### STATED GOAL:
What follows is a listing; give it again exactly, in its entirety.

Dataset excerpt:
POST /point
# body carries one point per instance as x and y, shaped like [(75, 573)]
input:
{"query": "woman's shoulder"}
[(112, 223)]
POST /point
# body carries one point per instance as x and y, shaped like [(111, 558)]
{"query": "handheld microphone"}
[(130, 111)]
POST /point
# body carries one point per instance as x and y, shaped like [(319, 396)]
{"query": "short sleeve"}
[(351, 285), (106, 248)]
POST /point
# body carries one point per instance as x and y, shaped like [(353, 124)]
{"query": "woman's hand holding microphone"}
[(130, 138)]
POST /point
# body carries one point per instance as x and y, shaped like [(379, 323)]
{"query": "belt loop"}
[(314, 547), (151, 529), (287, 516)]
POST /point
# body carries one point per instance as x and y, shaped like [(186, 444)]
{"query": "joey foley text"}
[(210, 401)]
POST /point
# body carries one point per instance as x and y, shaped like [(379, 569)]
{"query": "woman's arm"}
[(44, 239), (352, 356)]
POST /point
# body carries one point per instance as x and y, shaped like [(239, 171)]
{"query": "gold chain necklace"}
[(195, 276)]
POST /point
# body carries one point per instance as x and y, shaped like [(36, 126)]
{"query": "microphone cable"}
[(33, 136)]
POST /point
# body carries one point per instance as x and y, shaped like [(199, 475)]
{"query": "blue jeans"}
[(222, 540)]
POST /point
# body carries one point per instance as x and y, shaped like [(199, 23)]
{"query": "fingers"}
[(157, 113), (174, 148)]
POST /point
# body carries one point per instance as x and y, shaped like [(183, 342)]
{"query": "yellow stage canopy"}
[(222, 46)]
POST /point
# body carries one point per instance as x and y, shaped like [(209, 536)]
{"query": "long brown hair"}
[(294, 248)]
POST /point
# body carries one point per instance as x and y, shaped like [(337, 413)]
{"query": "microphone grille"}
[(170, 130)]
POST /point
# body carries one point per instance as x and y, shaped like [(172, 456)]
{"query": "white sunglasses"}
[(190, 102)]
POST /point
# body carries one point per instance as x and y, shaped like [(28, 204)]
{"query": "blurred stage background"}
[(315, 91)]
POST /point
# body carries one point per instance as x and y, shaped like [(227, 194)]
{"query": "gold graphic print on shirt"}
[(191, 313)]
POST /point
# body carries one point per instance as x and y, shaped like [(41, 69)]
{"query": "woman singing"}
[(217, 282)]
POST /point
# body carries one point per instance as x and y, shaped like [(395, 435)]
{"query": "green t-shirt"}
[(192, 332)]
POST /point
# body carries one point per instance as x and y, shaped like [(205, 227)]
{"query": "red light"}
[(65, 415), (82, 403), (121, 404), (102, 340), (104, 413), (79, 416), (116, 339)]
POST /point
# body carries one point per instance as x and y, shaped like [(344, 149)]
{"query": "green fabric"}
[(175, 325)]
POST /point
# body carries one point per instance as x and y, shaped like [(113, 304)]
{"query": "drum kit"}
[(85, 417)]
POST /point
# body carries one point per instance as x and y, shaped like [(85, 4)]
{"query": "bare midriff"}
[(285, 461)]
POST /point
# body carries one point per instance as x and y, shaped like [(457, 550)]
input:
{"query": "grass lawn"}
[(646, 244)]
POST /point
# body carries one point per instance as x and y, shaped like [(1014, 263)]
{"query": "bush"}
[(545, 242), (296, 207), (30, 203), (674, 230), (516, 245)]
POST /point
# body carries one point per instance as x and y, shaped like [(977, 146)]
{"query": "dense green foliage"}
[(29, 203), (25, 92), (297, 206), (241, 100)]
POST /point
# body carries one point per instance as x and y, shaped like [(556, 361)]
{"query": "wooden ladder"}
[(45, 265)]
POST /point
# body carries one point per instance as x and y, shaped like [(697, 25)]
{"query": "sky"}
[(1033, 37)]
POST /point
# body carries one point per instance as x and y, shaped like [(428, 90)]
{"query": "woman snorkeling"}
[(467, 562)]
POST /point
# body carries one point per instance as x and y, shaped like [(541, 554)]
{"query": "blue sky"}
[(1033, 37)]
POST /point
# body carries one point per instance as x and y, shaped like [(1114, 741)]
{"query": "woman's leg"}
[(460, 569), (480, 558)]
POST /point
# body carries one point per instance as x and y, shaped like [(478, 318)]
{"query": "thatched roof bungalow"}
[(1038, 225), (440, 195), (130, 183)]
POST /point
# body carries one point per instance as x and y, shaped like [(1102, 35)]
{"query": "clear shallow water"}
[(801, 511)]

### TASK SOLUTION:
POST /point
# body carries one point per instance as x and y, shaped like [(75, 573)]
input:
{"query": "woman's shoulder"}
[(112, 223)]
POST /point
# body carries one point per instance as x and y, shaped like [(111, 558)]
{"query": "handheld microphone"}
[(130, 111)]
POST /point
# body carries one point per instance as x and y, shaped like [(319, 396)]
{"query": "short sleeve"}
[(351, 285), (106, 248)]
POST /point
# body carries one point per instance as x and y, shaped like [(353, 124)]
{"query": "woman's hand holding microphone"}
[(130, 138)]
POST /point
# body carries one point per instance as x and y, shaped like [(379, 323)]
{"query": "belt loop"}
[(314, 547), (151, 529), (287, 516)]
POST /point
# body carries one point per instance as x and y, shaped like [(186, 444)]
{"query": "joey foley text"}
[(210, 401)]
POST /point
# body carries one point per instance as x and y, shaped like [(379, 569)]
{"query": "woman's arm"}
[(44, 239), (352, 356)]
POST /point
# body carries one point per instance as x and y, shaped like [(239, 171)]
{"query": "gold chain necklace"}
[(195, 276)]
POST /point
# body carries one point per instance as x and y, shaped like [(36, 126)]
{"query": "microphone cable"}
[(33, 136)]
POST /point
# body carries one point per instance as x and y, shaped like [(199, 475)]
{"query": "blue jeans"}
[(222, 540)]
POST /point
# body carries one point per instance as x and y, shaped like [(199, 23)]
{"query": "fingers"}
[(157, 113), (174, 148)]
POST /point
# body carries one point per instance as x and y, shaped like [(183, 342)]
{"query": "yellow stage canopy"}
[(222, 46)]
POST /point
# body carries one point per instance as x and y, shaped like [(209, 536)]
{"query": "long brown hair"}
[(294, 248)]
POST /point
# body carries one point per instance as x and y, shaped like [(337, 413)]
{"query": "microphone grille"}
[(170, 130)]
POST /point
# body carries one point per instance as x and y, shaped like [(172, 456)]
{"query": "white sunglasses"}
[(190, 102)]
POST /point
# body carries one point per instance as x and y, shaped like [(28, 204)]
{"query": "blurred stage background"}
[(315, 91)]
POST /point
# body carries one point per instance as x and y, shaped like [(227, 194)]
{"query": "gold graphic print on shirt"}
[(191, 313)]
POST /point
# body carries one point per instance as x and y, shaped like [(41, 69)]
{"query": "woman singing"}
[(217, 282)]
POST /point
# body carries one point per instance as x and y, shaped like [(395, 435)]
{"query": "green t-shirt"}
[(192, 332)]
POST /point
# body carries one point per instance as x and y, shaped like [(205, 227)]
{"query": "red light"}
[(65, 415), (82, 403), (121, 404), (102, 340), (104, 413), (79, 416), (116, 339)]
POST /point
# body carries one point per instance as x and y, shaped like [(344, 149)]
{"query": "green fabric"}
[(175, 325)]
POST /point
# body carries one point per instance as x and y, shaped like [(113, 304)]
{"query": "drum kit"}
[(85, 417)]
POST /point
# body carries one point per instance as x and y, shaped like [(85, 4)]
{"query": "bare midriff"}
[(285, 461)]
POST /point
# body carries one point per instance as x and y, shaped like [(457, 550)]
input:
{"query": "grass lawn"}
[(646, 244)]
POST /point
# body carries one point per instance as x and y, shaped like [(1014, 263)]
{"query": "bush"}
[(545, 242), (296, 207), (30, 203), (674, 230), (516, 245)]
POST /point
# body carries one point per instance as x and y, shaped like [(977, 146)]
{"query": "dense green foliage"}
[(29, 203), (25, 92), (297, 206), (241, 100)]
POST /point
# body carries one point per instance as x and y, shaped like [(556, 361)]
{"query": "wooden ladder"}
[(45, 265)]
POST /point
# body carries one point per instance as x and y, shaped like [(697, 25)]
{"query": "sky"}
[(1033, 37)]
POST /point
# body carries one point per instance as x and y, shaped like [(428, 90)]
{"query": "woman snorkeling"}
[(467, 562)]
POST /point
# body carries one point per instance as x and y, shaped like [(541, 554)]
{"query": "blue sky"}
[(1033, 37)]
POST /point
# body carries one point per instance as x and y, shaped like [(1114, 741)]
{"query": "woman's leg"}
[(460, 569), (480, 558)]
POST /point
# body carries one point per instance as x and y, shaped like [(478, 318)]
{"query": "thatched roof bungalow"}
[(1038, 225), (440, 195), (130, 183)]
POST /point
# body carries one point per instance as x and y, shaped like [(1102, 35)]
{"query": "clear shallow water"}
[(801, 511)]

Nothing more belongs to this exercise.